- [Aim]: Starting at the line that contains "In the photo above, each instance of the light" and ending at the end of the records, rewrite the records with "single pin" replaced by "single marker" and everything else left unchanged.

- [Dataset records]:
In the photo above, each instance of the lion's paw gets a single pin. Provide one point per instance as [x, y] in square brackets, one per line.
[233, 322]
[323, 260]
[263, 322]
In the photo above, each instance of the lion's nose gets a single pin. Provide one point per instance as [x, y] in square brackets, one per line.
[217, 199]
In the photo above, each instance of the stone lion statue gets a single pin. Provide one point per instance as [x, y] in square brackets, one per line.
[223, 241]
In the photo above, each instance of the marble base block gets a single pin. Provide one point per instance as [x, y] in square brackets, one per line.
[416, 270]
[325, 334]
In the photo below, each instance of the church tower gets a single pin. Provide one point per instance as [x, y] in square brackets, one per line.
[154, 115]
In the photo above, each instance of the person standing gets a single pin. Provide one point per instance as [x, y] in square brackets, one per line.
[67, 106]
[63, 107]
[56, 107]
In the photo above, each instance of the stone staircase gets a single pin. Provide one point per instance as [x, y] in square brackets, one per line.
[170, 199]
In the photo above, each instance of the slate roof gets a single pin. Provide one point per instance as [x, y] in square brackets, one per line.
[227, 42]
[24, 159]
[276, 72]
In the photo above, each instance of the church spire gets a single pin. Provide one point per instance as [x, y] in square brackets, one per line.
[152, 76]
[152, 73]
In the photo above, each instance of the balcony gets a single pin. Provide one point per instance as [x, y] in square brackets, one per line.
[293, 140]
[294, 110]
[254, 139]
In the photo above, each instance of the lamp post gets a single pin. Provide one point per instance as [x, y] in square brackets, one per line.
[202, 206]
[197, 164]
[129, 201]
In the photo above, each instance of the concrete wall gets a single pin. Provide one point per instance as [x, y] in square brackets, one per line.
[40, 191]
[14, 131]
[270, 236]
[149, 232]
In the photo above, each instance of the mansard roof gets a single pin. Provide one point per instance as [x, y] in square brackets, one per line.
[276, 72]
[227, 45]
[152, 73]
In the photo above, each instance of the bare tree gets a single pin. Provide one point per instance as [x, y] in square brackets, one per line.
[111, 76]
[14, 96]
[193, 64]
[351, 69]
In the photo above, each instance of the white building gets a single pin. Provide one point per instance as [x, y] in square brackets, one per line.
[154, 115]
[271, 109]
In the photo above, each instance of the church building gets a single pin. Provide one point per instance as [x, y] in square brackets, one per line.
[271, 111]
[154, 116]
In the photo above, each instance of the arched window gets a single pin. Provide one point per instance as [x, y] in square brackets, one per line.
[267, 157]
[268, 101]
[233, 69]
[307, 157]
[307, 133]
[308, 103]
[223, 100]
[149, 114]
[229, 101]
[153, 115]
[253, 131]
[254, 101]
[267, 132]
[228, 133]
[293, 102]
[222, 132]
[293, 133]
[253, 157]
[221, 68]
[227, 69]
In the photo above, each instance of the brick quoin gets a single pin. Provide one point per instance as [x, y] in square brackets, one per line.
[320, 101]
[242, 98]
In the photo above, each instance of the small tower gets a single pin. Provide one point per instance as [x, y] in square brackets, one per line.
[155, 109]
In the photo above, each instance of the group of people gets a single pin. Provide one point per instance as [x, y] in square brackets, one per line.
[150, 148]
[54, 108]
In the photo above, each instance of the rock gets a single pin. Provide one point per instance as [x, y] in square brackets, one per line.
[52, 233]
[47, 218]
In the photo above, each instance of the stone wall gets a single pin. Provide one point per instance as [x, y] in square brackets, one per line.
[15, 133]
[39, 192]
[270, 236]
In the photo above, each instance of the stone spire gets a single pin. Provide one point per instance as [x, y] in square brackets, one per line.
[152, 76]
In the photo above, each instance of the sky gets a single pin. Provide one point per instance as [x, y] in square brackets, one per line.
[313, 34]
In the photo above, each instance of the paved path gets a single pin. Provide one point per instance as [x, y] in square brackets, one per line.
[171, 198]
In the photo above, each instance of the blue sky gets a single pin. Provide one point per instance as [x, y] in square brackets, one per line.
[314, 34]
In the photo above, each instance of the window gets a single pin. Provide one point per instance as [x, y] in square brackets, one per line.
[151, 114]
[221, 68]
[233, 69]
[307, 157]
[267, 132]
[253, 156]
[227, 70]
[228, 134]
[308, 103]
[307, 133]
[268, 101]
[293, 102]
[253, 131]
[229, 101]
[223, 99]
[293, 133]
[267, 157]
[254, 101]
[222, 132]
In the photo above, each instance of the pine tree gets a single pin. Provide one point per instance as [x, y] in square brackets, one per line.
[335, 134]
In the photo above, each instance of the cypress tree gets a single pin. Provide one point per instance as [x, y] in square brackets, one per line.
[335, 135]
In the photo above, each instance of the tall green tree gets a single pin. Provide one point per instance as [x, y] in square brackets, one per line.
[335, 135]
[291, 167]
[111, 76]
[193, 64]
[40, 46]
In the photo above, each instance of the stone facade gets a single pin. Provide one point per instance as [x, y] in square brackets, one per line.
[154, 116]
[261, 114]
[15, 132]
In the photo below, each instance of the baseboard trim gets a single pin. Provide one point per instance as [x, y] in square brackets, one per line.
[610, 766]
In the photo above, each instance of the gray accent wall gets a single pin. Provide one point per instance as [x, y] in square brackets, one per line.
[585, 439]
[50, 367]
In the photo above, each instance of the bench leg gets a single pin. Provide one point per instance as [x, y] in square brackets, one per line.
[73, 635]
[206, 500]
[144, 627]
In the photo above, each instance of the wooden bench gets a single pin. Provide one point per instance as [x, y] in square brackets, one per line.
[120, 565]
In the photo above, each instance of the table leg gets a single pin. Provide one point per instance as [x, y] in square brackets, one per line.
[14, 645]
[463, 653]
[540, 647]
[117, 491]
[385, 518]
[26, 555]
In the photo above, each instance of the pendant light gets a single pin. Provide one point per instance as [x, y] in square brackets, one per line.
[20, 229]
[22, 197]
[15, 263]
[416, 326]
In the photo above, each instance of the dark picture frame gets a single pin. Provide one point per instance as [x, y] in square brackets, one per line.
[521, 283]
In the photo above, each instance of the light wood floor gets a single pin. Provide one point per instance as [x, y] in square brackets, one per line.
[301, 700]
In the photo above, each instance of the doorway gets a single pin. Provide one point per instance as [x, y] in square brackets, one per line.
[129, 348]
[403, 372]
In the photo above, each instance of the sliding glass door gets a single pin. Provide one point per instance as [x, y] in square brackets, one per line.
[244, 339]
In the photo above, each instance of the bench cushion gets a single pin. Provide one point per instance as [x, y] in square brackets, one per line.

- [Answer below]:
In the photo above, each instance of the light wood floor gets a single marker. Provide one point per instance as [x, y] in square brackets, one per line.
[301, 700]
In the photo above, each instance of the doorway gets a single marker. Provide one point per instance as [x, y] in square brackets, one per line.
[129, 348]
[403, 372]
In the photo above, each instance of the sliding glass door gets a single marker. Provide one point per instance as [x, y] in square brackets, one per line.
[244, 339]
In the photo above, each instance of the bench cushion gets a single marker. Provide one point per instance as [x, y] in square brackets, one per line.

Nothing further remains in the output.